■ **Вопросы к тексту**
[1] Ответьте на вопросы по исходному тексту:
(a) Чем названа тишина, присущая каждой созерцательной, терпеливой натуре?
(b) Каким языком названа музыка?
(c) Что пришлось бы сделать, если бы богине Музыке вздумалось говорить не тонами, а словами?
[2] Продолжите исходный текст о красоте, музыке и Вагнере после его последнего предложения.

■ **Исходный текст**
★ ★ ★ ★ ★ ★ ★
Умолканье перед прекрасным есть глубокое ожидание, вслушивание в тончайшие, отдаленнейшие тона – мы ведем себя подобно человеку, который весь обращается в слух и зрение: красота имеет нам нечто сказать, поэтому мы умолкаем и не думаем ни о чем, о чем мы обычно думаем. Тишина, присущая каждой созерцательной, терпеливой натуре, есть, стало быть, некая подготовка, не больше! Так обстоит со всякой контемпляцией: эта утонченная податливость и расслабленность, эта гладкость; в высшей степени чувствительная, уступчивая в отношении нежнейших впечатлений.

А как же внутренний покой, чувство удовлетворенности, отсутствие напряжения? Очевидно, здесь имеет место некое весьма равномерное излияние нашей силы: мы как бы приспосабливаемся при этом к высоким колоннадам, по которым мы бродим, и сообщаем своей душе такие движения, которые сквозь покой и грацию суть подражания тому, что мы видим. Словно бы некое благородное общество вдохновляло нас на благородные жесты.

Лишь теперь брезжит человеку, что музыка – это символический язык аффектов: а впоследствии научатся еще отчетливо узнавать систему влечений музыканта из его музыки. Он, должно быть, и не подозревал, что выдает себя тем самым. Такова невинность этих добровольных признаний, в противоположность всем литературным произведениям.

Если бы богине Музыке вздумалось говорить не тонами, а словами, то пришлось бы заткнуть себе уши.

В современной музыке дано звучащее единство религии и чувственности и, стало быть, больше женщины, чем когда-либо в прежней музыке.

Вагнер не испытывал недостатка в благодеяниях со стороны своих современников, но ему казалось, что принципиальная несправедливость по отношению к благодетелям принадлежит к «большому стилю»: он жил всегда, как актер и в плену у иллюзии образования, к которому по обыкновению влекутся все актеры.

Я сам, должно быть, был величайшим его благодетелем. Возможно, что в этом случае образ переживет того, кто в нем изображен: причина этого лежит в том, что в образе, созданном мною, есть еще место для целого множества действительных Вагнеров, и прежде всего – для гораздо более одаренных и более чистых в намерениях и целях.
★ ★ ★ ★ ★ ★ ★
Материалы из источника данных

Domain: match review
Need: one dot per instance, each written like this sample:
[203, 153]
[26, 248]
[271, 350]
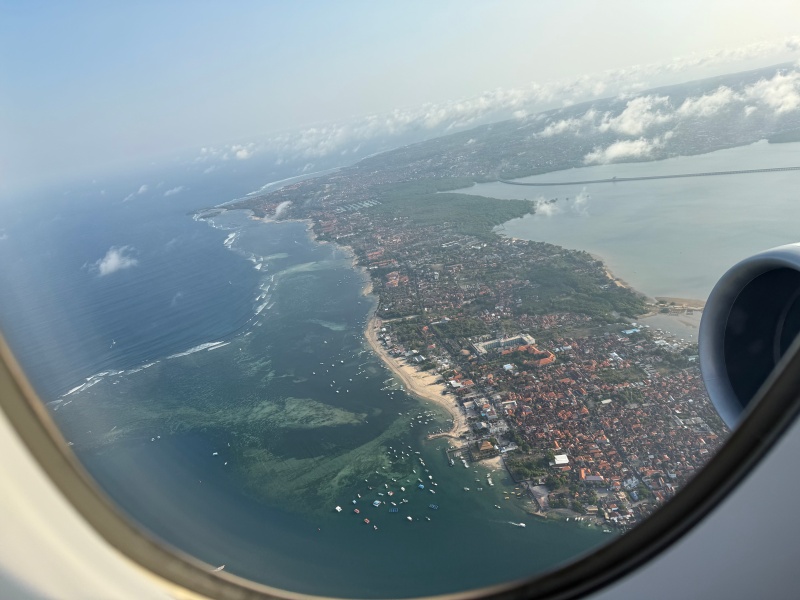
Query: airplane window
[312, 306]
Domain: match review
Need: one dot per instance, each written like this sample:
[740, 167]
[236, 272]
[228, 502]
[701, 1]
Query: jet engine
[750, 319]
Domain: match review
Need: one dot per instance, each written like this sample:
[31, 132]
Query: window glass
[313, 305]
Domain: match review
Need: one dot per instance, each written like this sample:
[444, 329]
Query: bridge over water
[650, 177]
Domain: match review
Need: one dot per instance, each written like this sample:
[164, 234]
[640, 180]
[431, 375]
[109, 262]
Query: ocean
[211, 372]
[668, 237]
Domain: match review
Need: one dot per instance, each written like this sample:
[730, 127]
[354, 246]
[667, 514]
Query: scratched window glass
[342, 300]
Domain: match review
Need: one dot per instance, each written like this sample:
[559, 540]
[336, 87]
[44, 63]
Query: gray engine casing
[750, 319]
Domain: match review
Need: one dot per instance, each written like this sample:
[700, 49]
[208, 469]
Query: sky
[88, 85]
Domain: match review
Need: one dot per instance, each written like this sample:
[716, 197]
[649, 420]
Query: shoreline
[424, 385]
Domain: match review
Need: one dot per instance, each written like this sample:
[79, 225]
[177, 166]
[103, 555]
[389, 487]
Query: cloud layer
[116, 259]
[640, 114]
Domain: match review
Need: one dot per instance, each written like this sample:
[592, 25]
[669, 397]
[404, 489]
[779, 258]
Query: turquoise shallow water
[237, 450]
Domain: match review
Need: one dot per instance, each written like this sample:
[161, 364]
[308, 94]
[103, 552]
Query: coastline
[424, 385]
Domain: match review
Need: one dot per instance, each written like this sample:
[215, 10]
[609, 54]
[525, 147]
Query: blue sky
[88, 84]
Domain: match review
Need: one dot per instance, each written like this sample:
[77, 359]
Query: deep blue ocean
[212, 375]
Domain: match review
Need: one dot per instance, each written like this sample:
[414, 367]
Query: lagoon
[666, 237]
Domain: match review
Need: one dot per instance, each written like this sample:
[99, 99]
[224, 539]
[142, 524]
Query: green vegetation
[566, 284]
[526, 467]
[424, 204]
[462, 328]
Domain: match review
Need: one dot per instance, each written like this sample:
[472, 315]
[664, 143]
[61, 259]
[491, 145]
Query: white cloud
[640, 114]
[116, 259]
[545, 208]
[781, 93]
[580, 205]
[282, 207]
[573, 125]
[624, 149]
[175, 190]
[708, 104]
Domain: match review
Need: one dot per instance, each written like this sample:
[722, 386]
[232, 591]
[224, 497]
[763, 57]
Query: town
[595, 418]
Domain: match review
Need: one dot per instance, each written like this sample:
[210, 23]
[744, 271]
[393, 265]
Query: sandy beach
[422, 384]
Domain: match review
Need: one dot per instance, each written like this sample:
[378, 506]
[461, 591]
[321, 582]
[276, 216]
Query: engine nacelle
[750, 319]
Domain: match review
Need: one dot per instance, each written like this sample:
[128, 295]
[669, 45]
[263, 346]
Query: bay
[250, 406]
[666, 237]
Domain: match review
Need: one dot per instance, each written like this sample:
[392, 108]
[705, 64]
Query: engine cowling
[749, 321]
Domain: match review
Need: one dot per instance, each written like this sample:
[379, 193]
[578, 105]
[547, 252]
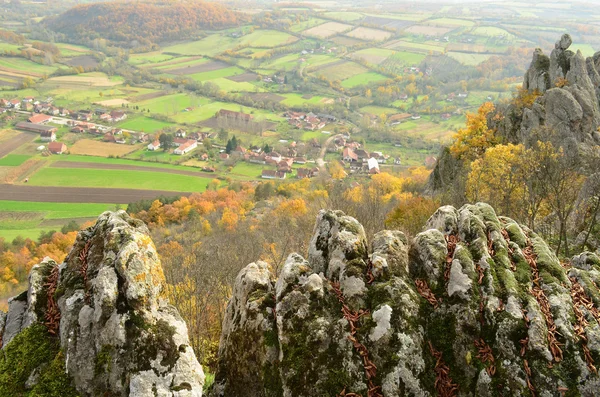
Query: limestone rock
[118, 334]
[462, 289]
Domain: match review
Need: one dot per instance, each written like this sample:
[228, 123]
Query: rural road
[80, 194]
[320, 162]
[11, 144]
[122, 167]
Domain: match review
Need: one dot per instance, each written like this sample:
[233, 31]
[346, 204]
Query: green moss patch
[34, 349]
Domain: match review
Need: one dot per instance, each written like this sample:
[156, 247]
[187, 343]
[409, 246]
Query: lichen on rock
[113, 331]
[487, 334]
★ ★ ★ ★ ★ ★ ★
■ **Ответы к заданиям**
[1]
(a) Некой подготовкой, не больше.
(b) Символическим языком аффектов.
(c) Заткнуть себе уши.

[2]
Есть персоны, которые хотели бы вынудить каждого к полному приятию или отрицанию их собственной персоны, – к таковым принадлежал Руссо: их мучительный бред величия проистекает из их недоверия к самим себе.

Я воспринимаю как вредных всех людей, которые не могут больше быть противниками того, что они любят; они портят тем самым лучшие вещи и лучших людей.

Культура – это лишь тоненькая яблочная кожура над раскаленным хаосом.

Иной лишь после смерти делается великим – через эхо.

Когда снимают у горбатого горб его, у него отнимают и дух его – так учит народ, и когда возвращают слепому глаза его, он видит на земле слишком много дурного – так что он проклинает исцелившего его. Тот же, кто дает возможность бегать хромому, наносит ему величайший вред: ибо едва ли он сможет бежать так быстро, чтобы пороки не опережали его, – так учит народ о калеках.

Моя первая человеческая мудрость в том, что я позволяю себя обманывать, чтобы не быть настороже от обманщиков.

Самые тихие слова – те, что приносят бурю. Мысли, ступающие голубиными шагами, управляют миром.

И кто среди людей не хочет умереть от жажды, должен научиться пить из всех стаканов; и кто среди людей хочет остаться чистым, должен уметь мыться и грязной водой.

Каждый брошенный камень должен – упасть!

Не надо желать быть врачом неизлечимых.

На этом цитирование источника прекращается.